◆ **Problem details**: Every line from the one with "the green netting" to the end of the entries, both included, is to be copied exactly; the other lines stay out.

◆ **Information given**:
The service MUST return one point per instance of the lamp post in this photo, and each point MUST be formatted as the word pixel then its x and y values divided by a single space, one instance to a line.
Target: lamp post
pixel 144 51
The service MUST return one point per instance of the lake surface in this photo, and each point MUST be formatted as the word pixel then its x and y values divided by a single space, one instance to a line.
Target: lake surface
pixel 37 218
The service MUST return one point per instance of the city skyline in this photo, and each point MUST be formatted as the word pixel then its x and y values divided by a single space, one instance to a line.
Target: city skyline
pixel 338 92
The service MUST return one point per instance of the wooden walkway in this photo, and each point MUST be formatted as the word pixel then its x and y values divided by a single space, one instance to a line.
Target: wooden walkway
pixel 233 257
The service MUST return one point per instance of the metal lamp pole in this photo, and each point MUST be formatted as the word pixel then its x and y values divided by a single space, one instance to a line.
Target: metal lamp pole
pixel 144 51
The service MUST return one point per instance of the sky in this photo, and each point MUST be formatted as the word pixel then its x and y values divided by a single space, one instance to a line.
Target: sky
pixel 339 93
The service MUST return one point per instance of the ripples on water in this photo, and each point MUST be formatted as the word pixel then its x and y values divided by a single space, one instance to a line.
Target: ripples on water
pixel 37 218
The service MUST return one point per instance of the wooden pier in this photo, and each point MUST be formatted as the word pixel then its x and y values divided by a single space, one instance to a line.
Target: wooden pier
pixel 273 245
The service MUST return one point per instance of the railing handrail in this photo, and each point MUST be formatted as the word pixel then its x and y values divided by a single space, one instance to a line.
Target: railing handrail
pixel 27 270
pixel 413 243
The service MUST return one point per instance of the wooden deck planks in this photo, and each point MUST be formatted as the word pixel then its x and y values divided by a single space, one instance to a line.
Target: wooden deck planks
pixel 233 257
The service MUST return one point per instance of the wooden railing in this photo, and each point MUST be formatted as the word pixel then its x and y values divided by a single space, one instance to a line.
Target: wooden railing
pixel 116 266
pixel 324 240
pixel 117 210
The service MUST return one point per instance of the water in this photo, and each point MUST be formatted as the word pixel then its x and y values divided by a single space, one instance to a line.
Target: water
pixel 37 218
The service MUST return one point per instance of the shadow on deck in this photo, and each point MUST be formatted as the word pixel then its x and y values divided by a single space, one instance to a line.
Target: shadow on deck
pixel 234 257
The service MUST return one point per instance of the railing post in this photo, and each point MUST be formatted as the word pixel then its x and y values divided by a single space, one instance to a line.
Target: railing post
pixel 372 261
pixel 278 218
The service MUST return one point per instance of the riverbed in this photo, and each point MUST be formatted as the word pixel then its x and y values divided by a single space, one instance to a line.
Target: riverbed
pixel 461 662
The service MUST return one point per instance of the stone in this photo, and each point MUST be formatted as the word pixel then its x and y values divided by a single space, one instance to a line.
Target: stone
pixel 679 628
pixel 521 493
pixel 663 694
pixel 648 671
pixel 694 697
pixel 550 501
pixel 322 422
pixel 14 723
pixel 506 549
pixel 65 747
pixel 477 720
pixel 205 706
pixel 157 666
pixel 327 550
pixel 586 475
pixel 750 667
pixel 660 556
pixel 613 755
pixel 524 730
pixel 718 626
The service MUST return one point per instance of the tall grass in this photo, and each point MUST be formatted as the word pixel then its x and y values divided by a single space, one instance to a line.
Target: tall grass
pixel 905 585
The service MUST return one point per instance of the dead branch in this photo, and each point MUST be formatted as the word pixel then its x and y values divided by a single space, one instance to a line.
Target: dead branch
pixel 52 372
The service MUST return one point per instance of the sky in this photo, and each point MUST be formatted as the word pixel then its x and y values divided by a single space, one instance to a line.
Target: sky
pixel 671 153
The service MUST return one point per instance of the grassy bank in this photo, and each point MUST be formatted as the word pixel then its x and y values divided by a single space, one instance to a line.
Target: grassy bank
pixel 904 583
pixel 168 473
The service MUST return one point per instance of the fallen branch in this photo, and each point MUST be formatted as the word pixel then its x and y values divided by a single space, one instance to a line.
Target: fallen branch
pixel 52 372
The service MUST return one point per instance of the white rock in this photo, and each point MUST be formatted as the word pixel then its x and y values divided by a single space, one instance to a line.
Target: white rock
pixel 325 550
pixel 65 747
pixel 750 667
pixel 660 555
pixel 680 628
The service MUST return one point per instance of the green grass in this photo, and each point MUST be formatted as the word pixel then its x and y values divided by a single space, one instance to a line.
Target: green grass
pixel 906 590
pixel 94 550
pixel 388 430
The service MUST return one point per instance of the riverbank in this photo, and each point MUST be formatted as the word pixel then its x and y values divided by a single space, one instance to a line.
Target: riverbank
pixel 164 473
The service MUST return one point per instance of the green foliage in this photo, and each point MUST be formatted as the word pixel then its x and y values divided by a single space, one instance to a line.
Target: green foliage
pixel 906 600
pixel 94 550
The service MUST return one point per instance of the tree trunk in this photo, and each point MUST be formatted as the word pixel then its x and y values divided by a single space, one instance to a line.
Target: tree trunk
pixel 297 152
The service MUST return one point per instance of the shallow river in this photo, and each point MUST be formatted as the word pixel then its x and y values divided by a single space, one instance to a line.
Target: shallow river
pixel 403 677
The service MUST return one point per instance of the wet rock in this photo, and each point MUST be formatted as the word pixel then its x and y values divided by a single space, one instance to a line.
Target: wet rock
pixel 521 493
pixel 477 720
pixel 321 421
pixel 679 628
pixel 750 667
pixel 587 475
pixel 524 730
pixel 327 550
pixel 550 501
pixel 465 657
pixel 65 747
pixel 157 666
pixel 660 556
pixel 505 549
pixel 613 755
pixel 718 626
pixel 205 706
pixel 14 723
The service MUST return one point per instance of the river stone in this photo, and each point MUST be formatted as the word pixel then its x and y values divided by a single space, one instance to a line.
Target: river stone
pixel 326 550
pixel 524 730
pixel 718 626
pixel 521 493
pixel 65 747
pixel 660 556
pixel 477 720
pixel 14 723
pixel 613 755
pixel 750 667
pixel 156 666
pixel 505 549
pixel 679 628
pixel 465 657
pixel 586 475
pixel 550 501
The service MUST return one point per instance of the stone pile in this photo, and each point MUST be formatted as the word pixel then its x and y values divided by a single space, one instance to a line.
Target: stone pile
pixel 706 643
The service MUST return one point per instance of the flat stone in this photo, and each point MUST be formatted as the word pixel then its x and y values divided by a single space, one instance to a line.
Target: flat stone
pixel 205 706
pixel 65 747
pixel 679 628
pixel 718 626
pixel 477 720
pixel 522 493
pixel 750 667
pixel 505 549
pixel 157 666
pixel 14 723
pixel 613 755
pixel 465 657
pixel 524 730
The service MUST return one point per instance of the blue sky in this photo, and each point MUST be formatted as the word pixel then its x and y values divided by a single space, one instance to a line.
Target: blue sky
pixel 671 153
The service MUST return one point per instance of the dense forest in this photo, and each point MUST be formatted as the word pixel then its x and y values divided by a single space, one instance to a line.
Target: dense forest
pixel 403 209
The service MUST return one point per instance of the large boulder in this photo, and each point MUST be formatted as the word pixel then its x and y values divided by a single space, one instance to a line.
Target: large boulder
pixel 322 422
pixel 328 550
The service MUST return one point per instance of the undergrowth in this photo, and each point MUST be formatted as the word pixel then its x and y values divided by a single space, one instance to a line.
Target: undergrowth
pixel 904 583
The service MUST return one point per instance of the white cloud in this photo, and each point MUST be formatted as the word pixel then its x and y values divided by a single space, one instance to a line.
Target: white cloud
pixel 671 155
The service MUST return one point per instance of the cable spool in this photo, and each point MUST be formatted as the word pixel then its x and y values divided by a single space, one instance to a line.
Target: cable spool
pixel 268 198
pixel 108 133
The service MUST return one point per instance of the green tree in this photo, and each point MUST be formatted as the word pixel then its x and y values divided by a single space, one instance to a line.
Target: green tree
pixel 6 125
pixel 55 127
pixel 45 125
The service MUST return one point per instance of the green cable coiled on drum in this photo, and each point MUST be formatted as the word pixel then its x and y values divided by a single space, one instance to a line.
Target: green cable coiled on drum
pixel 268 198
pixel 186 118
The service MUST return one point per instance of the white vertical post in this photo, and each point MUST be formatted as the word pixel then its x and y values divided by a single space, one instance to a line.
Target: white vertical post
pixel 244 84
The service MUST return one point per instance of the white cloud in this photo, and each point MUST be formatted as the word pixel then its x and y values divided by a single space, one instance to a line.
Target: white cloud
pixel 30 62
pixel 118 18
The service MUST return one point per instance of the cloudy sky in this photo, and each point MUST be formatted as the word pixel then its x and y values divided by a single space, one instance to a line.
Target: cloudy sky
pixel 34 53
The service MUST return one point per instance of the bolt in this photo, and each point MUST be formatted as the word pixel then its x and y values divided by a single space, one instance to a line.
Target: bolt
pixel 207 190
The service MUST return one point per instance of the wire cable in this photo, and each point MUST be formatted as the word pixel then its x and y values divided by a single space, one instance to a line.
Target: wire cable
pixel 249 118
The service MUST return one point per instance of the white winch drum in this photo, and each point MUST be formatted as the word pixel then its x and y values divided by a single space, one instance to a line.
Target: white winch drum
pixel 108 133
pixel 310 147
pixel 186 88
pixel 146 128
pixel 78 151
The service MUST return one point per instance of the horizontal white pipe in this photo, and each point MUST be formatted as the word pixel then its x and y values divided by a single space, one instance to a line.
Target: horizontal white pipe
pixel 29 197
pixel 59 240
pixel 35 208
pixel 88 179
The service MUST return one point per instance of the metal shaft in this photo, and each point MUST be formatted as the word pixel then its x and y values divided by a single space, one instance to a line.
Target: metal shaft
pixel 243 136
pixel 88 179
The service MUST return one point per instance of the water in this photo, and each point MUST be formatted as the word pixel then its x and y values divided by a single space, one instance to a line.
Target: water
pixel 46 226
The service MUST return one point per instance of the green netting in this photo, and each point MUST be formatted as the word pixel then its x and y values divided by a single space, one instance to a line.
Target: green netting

◆ **Response to this task**:
The service MUST return one point per instance of the green netting in this photo, and each point MUST be formatted as the word pixel then its x and y values divided by a single space, one instance to a line.
Target: green netting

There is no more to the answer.